Set down word for word the passage from the ACL reconstruction abstract below, beginning at the words "Summary: The male, the" and stopping after "no rehabilitation groups.".

### Excerpt provided:
▬▬▬▬▬▬

2015 ISAKOS Biennial Congress ePoster #1322

The Predictors Associated With the Restoration of the Knee Extensor Strength in Athletes During the Early Postoperative Phase After Anatomic ACL Reconstruction - A Multiple Logistic Regression Analysis

Kyohei Nishida, MD, Pittsburgh, pennsylvania UNITED STATES
Daisuke Araki, MD, PhD, Kobe, Hyogo JAPAN
Takehiko Matsushita, MD, Kobe, Hyogo JAPAN
Yuya Ueda, PT, Kobe, Hyogo JAPAN
Tomoyuki Matsumoto, MD, PhD, Kobe, Hyogo JAPAN
Koji Takayama, MD, PhD, Kobe, Hyogo JAPAN
Masahiro Kurosaka, MD, Kobe, Hyogo JAPAN
Ryosuke Kuroda, MD, PhD, Kobe, Hyogo JAPAN

The Predictors Associated with the Restoration of the Knee Extensor Strength in Athletes during the Early Postoperative Phase after Anatomic ACL Reconstruction - A Multiple Logistic Regression analysis, Kobe, Hyogo, JAPAN

FDA Status Not Applicable

Summary: The male, the strength of the muscle peak torque at 60º/s of knee extensor before surgery, the fewer knee pain at the measurement could predict better recovery, and the continuous rehabilitation for 6 months was also indicated as a predictor relative to the 3 months and no rehabilitation groups.

Rate:

Abstract:

Background

It has been reported that the 85% recovery of knee extensor muscle strength relative to contralateral knees was crucial to securely return to competitive sports after anterior cruciate ligament (ACL) reconstruction. However, few studies have investigated the factors influencing the postoperative muscle recovery. Therefore, the purpose of this study was to examine the predictors associated with the restoration of knee extensor muscle strength in athletes during the early postoperative phase after anatomic ACL reconstruction using a multiple logistic regression analysis.

▬▬▬▬▬▬

### Supplied data:
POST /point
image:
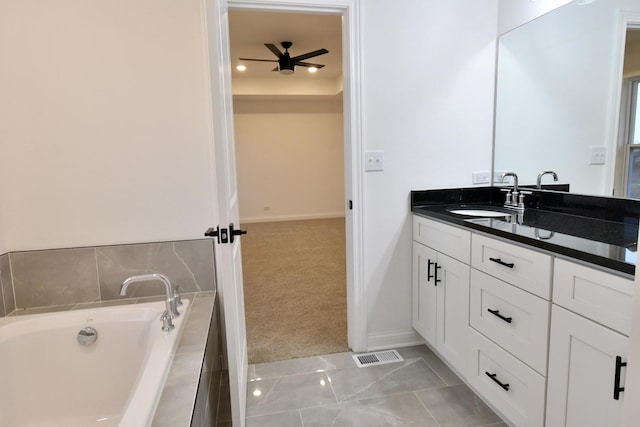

▬▬▬▬▬▬

### Your solution:
Summary: The male, the strength of the muscle peak torque at 60º/s of knee extensor before surgery, the fewer knee pain at the measurement could predict better recovery, and the continuous rehabilitation for 6 months was also indicated as a predictor relative to the 3 months and no rehabilitation groups.